Текст страницы —
Косово 99 - [10]
Что же касается безопасности личного состава при передвижении, то тут важность водителя крайне высока, в Чечне мы зачастую не ставили водителей в ночной патруль чтобы дать им максимальное время для отдыха. Третьим фактором было то, что в ВДВ я перевёлся прослужа год в мотострелковых войсках, я этого не скрывал и мой водила естественно это знал.
Кто не служил в армии тем поясню: в ВДВ всегда существовало презрительное отношение (отчасти справедливое) к другим родам войск. Все, кто не был «десантом» (произносится с ударением не первом слоге) были «мабутой». Уважением пользовались разведчики, спецназ (спецназ ГРУ десантники вообще считали своим), пограничники и морпехи, однако не смотря на уважение десантники за ровню никого из вышеперечисленных всё же не считали. Серега при каждом удобном случае любил напоминать мне мой перевод и если говорить без мата «подкалывать» меня. При этом он видимо забывал тот факт, что после перевода из «мабуты» я служил в роте специального назначения, а он прослужил всё время водителем грузовика. Его «подкалывания» естественно меня раздражали: мы ругались, но как я уже говорил до нормальной драки дело не доходило (мне сейчас даже интересно кто кому бы «навешал»). Такой вот был наш экипаж.

Условие задачи —
Можете вывести без изменений отрывок из текста «Косово 99» начиная со слов «Кто не служил» и заканчивая словами «был наш экипаж.»? Данные, приведённые далее, представляют собой самостоятельный материал.

Фрагмент источника —
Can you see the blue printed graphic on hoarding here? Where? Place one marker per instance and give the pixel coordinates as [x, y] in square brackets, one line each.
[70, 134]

Итоговый ответ —
Кто не служил в армии тем поясню: в ВДВ всегда существовало презрительное отношение (отчасти справедливое) к другим родам войск. Все, кто не был «десантом» (произносится с ударением не первом слоге) были «мабутой». Уважением пользовались разведчики, спецназ (спецназ ГРУ десантники вообще считали своим), пограничники и морпехи, однако не смотря на уважение десантники за ровню никого из вышеперечисленных всё же не считали. Серега при каждом удобном случае любил напоминать мне мой перевод и если говорить без мата «подкалывать» меня. При этом он видимо забывал тот факт, что после перевода из «мабуты» я служил в роте специального назначения, а он прослужил всё время водителем грузовика. Его «подкалывания» естественно меня раздражали: мы ругались, но как я уже говорил до нормальной драки дело не доходило (мне сейчас даже интересно кто кому бы «навешал»). Такой вот был наш экипаж.